#### Soal Singkat 1
Jawablah pertanyaan berikut berdasarkan kutipan tentang izin prinsip telekomunikasi khusus.
(a) Melalui sistem apa permohonan izin prinsip disampaikan?
(b) Persyaratan administratif apa yang harus diisi pemohon?
(c) Paling lambat berapa lama Direktorat Jenderal melakukan evaluasi terhadap permohonan izin prinsip?
#### Soal Singkat 2
Tuliskan lanjutan kutipan tentang izin prinsip telekomunikasi khusus, dimulai sesudah kalimat terakhirnya.

#### Kutipan
Tata Cara Penerbitan Izin Prinsip Penyelenggaraan

Telekomunikasi Khusus untuk Keperluan Instansi Pemerintah

Pasal 16

Permohonan Izin Prinsip dilaksanakan dengan ketentuan sebagai berikut:

  1. pemohon telah terdaftar pada sistem e-licensing;
  2. permohonan disampaikan melalui sistem e-licensing;
  3. pemohon mengisi persyaratan administratif berupa Nomor Pokok Wajib Pajak;
  4. pemohon mengunggah persyaratan dokumen rencana penyelenggaraan berupa rencana Penyelenggaraan Telekomunikasi Khusus yang memuat: 1. maksud, tujuan, dan alasan membangun telekomunikasi khusus; dan 2. data teknis yang terdiri atas: a) konfigurasi sistem dan teknologi jaringan telekomunikasi khusus yang akan dibangun; b) diagram dan rute serta peta jaringan; c) cakupan wilayah layanan; dan d) spektrum frekuensi radio yang diusulkan jika menggunakan spektrum frekuensi radio; dan
  5. pemohon menyetujui pernyataan sebagai berikut: 1. seluruh isian dalam permohonan izin prinsip penyelenggaran yaitu valid dan benar; 2. akan mengembalikan izin apabila jaringan telekomunikasi khusus tidak diperlukan lagi; dan 3. pakta integritas terkait komitmen anti praktek Kolusi, Korupsi, dan Nepotisme (KKN) sesuai dengan ketentuan peraturan perundang-undanga

Pasal 17

  1. Evaluasi terhadap permohonan izin prinsip sebagaimana dimaksud dalam Pasal 13 dilakukan oleh Direktorat Jenderal paling lambat 1 (satu) hari kerja terhitung sejak permohonan diterima.
  2. Dalam hal hasil evaluasi permohonan izin prinsip Penyelenggaraan Telekomunikasi Khusus untuk keperluan instansi pemerintah sebagaimana dimaksud pada ayat 1 dinyatakan tidak memenuhi persyaratan, Menteri menerbitkan surat penolakan.

#### Daftar Butir
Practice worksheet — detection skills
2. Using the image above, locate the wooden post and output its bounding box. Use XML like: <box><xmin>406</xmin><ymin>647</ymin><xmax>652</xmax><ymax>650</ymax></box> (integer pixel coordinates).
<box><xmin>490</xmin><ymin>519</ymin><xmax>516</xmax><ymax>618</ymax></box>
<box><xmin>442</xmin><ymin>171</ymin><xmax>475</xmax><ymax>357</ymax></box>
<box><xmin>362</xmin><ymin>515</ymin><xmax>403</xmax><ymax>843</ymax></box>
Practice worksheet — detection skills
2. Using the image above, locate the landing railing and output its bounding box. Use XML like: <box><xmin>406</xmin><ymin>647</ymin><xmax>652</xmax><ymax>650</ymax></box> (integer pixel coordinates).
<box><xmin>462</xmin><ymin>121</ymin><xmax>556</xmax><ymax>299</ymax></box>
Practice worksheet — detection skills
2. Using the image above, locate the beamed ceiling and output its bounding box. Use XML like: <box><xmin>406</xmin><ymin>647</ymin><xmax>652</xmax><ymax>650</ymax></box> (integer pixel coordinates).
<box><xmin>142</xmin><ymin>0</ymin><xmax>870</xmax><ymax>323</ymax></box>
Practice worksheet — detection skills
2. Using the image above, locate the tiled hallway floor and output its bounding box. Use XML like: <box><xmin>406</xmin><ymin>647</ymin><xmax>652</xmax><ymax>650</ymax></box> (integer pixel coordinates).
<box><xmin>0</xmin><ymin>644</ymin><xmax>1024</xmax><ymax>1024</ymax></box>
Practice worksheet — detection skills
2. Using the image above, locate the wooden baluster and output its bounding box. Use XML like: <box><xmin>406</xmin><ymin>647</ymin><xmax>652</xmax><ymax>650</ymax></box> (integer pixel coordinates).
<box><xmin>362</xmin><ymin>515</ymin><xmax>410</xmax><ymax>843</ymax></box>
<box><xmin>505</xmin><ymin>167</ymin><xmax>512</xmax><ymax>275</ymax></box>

#### Jawaban Latihan 1
(a) Permohonan disampaikan melalui sistem e-licensing.
(b) Pemohon mengisi Nomor Pokok Wajib Pajak.
(c) Evaluasi dilakukan paling lambat 1 (satu) hari kerja terhitung sejak permohonan diterima.

#### Jawaban Latihan 2
  3. Menteri menerbitkan izin prinsip Penyelenggaraan Telekomunikasi Khusus untuk keperluan instansi pemerintah berdasarkan hasil evaluasi permohonan yang memenuhi persyaratan.
  4. Izin prinsip Penyelenggaraan Telekomunikasi Khusus untuk keperluan instansi pemerintah sebagaimana dimaksud pada ayat 3 memuat persetujuan pembangunan sistem Penyelenggaraan Telekomunikasi Khusus sesuai dengan permohonan yang disampaikan.
  5. Izin prinsip Penyelenggaraan Telekomunikasi Khusus untuk keperluan instansi pemerintah berlaku selama 1 (satu) tahun dan dapat diperpanjang.
  6. Perpanjangan izin prinsip sebagaimana dimaksud pada ayat 5 diberikan hanya untuk 1 (satu) kali selama 1 (satu) tahun sejak berakhirnya masa berlaku izin prinsip.

Pasal 18

Pemegang izin prinsip Penyelenggaraan Telekomunikasi Khusus untuk keperluan instansi pemerintah dilarang melakukan kegiatan sebelum memperoleh izin Penyelenggaraan Telekomunikasi Khusus.

Pasal 19

  1. Pemegang izin prinsip Penyelenggaraan Telekomunikasi Khusus untuk keperluan instansi pemerintah dapat mengajukan permohonan perpanjangan izin prinsip kepada Menteri.
  2. Permohonan perpanjangan izin prinsip sebagaimana dimaksud pada ayat 1 harus disampaikan paling lambat 15 (lima belas) hari kerja sebelum berakhirnya masa berlaku izin prinsip untuk dilakukan evaluasi.
  3. Direktorat Jenderal melakukan evaluasi terhadap permohonan perpanjangan izin prinsip sebagaimana dimaksud pada ayat 1.

Bagian Keempat

Uji Laik Operasi dan

Izin Penyelenggaraan Telekomunikasi Khusus untuk

Keperluan Instansi Pemerintah

Pasal 20

  1. Pemegang izin prinsip Penyelenggaraan Telekomunikasi Khusus untuk keperluan instansi pemerintah yang telah siap menyelenggarakan telekomunikasi khusus, mengajukan permohonan Uji Laik Operasi dan izin Penyelenggaraan Telekomunikasi Khusus untuk keperluan instansi pemerintah kepada Menteri dengan menyampaikan dokumen persyaratan Uji Laik Operasi.
  2. Dokumen persyaratan Uji Laik Operasi sebagaimana dimaksud pada ayat 1 terdiri atas: a. konfigurasi jaringan hasil pembangunan; b. daftar dan spesifikasi teknis alat dan perangkat yang digunakan; dan c. bukti kepemilikan perangkat.
  3. Permohonan Uji Laik Operasi dan izin Penyelenggaraan Telekomunikasi Khusus sebagaimana dimaksud pada ayat 1 diterima oleh Menteri paling lambat 15 (lima belas) hari sebelum masa berlaku izin prinsip Penyelenggaraan Telekomunikasi Khusus berakhir.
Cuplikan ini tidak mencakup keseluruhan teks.